THE DATA Block Start
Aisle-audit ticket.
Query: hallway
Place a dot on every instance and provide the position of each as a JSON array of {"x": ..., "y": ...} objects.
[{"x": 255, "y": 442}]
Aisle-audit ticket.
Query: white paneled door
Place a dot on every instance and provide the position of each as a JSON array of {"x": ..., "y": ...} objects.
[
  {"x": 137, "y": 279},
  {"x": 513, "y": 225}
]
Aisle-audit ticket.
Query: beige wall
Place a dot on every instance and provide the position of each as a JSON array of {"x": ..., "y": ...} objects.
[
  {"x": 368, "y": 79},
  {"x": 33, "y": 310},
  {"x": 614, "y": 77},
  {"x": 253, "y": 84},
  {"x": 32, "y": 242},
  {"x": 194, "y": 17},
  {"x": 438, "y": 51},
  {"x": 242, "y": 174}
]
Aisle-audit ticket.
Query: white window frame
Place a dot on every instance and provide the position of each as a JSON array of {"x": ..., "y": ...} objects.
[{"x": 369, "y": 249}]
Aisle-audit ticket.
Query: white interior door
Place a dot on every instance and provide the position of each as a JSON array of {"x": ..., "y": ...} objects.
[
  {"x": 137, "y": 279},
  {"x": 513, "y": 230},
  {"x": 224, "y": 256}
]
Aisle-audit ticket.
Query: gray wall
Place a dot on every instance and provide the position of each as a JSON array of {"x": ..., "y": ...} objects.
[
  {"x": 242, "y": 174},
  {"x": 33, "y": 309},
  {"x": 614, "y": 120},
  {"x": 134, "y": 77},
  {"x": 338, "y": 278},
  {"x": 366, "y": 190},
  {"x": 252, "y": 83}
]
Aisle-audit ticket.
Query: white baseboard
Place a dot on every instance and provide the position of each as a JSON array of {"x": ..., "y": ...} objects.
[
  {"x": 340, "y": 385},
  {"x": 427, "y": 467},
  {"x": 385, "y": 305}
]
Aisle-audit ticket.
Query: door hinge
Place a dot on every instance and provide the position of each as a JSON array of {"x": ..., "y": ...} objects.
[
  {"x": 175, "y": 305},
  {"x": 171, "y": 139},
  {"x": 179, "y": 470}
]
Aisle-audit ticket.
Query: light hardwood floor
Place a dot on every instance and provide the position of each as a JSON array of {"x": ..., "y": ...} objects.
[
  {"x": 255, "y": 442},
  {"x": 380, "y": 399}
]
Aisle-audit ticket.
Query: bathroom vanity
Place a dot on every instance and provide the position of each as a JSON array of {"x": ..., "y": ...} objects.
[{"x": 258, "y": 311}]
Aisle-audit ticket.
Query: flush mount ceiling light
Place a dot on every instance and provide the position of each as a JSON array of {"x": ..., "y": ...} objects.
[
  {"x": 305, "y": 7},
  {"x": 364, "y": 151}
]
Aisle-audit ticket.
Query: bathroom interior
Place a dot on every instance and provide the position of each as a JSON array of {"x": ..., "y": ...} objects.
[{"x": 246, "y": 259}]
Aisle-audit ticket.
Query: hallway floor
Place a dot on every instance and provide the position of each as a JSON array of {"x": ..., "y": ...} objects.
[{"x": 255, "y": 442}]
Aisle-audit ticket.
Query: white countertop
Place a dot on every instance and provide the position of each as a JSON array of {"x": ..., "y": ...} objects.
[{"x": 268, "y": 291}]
THE DATA Block End
THE DATA Block Start
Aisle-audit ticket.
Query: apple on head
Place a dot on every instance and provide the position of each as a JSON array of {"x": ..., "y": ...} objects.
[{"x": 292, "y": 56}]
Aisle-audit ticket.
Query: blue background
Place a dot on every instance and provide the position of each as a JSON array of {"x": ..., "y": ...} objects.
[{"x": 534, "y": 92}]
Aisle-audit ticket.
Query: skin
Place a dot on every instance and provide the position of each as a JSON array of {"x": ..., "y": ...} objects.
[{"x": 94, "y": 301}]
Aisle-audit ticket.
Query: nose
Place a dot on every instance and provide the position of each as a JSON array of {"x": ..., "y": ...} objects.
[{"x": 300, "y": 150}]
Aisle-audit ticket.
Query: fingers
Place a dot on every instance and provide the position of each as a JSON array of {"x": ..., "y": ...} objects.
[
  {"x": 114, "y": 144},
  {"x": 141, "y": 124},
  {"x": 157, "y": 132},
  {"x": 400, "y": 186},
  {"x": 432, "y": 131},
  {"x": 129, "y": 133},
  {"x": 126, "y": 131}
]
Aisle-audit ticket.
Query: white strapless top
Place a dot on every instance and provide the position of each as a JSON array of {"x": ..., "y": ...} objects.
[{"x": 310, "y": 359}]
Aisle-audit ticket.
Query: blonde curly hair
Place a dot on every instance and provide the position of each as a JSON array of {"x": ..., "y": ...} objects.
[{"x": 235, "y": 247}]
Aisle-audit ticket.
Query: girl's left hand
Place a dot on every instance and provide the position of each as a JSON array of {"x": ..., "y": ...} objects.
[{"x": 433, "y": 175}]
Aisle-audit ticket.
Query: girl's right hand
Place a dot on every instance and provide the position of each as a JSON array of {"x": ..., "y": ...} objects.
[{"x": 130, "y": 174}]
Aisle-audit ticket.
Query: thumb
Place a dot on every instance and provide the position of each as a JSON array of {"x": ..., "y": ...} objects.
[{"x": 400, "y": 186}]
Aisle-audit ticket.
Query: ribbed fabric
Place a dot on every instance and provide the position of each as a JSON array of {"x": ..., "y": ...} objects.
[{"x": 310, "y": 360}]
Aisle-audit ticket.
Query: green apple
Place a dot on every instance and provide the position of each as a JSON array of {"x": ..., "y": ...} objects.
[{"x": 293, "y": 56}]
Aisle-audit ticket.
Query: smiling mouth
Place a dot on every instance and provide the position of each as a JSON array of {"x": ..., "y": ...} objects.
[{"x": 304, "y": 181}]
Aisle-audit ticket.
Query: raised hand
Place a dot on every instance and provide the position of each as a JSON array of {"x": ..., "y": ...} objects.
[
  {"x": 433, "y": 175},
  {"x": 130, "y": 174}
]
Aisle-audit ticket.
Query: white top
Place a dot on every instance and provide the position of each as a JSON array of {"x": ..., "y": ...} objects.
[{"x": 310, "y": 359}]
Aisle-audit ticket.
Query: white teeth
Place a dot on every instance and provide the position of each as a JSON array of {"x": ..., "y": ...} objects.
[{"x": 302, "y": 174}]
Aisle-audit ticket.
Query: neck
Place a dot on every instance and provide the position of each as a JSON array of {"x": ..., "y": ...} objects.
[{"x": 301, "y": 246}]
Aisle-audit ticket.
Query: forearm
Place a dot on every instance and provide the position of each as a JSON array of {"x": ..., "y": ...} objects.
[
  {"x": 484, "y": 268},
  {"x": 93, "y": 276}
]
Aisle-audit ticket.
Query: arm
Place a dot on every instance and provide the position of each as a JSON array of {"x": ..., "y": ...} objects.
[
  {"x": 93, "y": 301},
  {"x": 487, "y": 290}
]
THE DATA Block End
EXERCISE —
Work out how many lines in the records above contain the word "door". State only that number.

RESULT BELOW —
3